● Document section
= = =

If something which one imagines to be easily possible is not, or does not happen, then one may be a.s.sured that something stands in the way of the thing, and that it is--impossible. Our time has its art, science, etc.; the art may be bad in all conscience; but may one say that we deserved to have a better, and "could" have it if we only would? We have just as much art as we can have. Our art of to-day is the _only art possible_, and therefore real, at the time.

Even in the sense to which one might at last still reduce the word "possible," that it should mean "future," it retains the full force of the "real." If one says, _e. g._, "It is possible that the sun will rise to-morrow,"--this means only, "for to-day to-morrow is the real future"; for I suppose there is hardly need of the suggestion that a future is real "future" only when it has not yet appeared.

Yet wherefore this dignifying of a word? If the most prolific misunderstanding of thousands of years were not in ambush behind it, if this single concept of the little word "possible" were not haunted by all the spooks of possessed men, its contemplation should trouble us little here.

The thought, it was just now shown, rules the possessed world. Well, then, possibility is nothing but thinkableness, and innumerable sacrifices have hitherto been made to hideous _thinkableness_. It was _thinkable_ that men might become rational; thinkable, that they might know Christ; thinkable, that they might become moral and enthusiastic for the good; thinkable, that they might all take refuge in the Church's lap; thinkable, that they might meditate, speak, and do, nothing dangerous to the State; thinkable, that they _might_ be obedient subjects; but, because it was thinkable, it was--so ran the inference--possible, and further, because it was possible to men (right here lies the deceptive point: because it is thinkable to me, it is possible to _men_), therefore they _ought_ to be so, it was their _calling_; and finally--one is to take men only according to this calling, only as _called_ men, "not as they are, but as they ought to be."

And the further inference? Man is not the individual, but man is a _thought_, an _ideal_, to which the individual is related not even as the child to the man, but as a chalk point to a point thought of, or as a--finite creature to the eternal Creator, or, according to modern views, as the specimen to the species. Here then comes to light the glorification of "humanity," the "eternal, immortal," for whose glory (_in majorem humanitatis gloriam_) the individual must devote himself and find his "immortal renown" in having done something for the "spirit of humanity."

= = =

● Items
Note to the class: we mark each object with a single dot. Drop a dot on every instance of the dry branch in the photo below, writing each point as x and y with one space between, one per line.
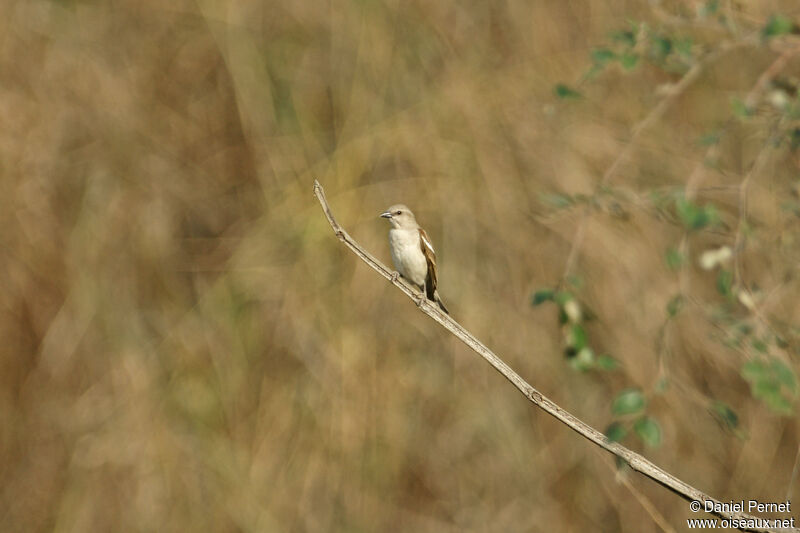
633 459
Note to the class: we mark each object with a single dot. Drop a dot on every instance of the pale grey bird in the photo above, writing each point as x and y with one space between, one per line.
412 252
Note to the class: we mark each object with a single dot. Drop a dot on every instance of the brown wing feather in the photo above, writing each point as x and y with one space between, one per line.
430 257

= = =

● Task requirements
Copy the passage on possibility from "If something which" up to and including "not yet appeared.", replacing "sun" with "moon".

● The output
If something which one imagines to be easily possible is not, or does not happen, then one may be a.s.sured that something stands in the way of the thing, and that it is--impossible. Our time has its art, science, etc.; the art may be bad in all conscience; but may one say that we deserved to have a better, and "could" have it if we only would? We have just as much art as we can have. Our art of to-day is the _only art possible_, and therefore real, at the time.

Even in the sense to which one might at last still reduce the word "possible," that it should mean "future," it retains the full force of the "real." If one says, _e. g._, "It is possible that the moon will rise to-morrow,"--this means only, "for to-day to-morrow is the real future"; for I suppose there is hardly need of the suggestion that a future is real "future" only when it has not yet appeared.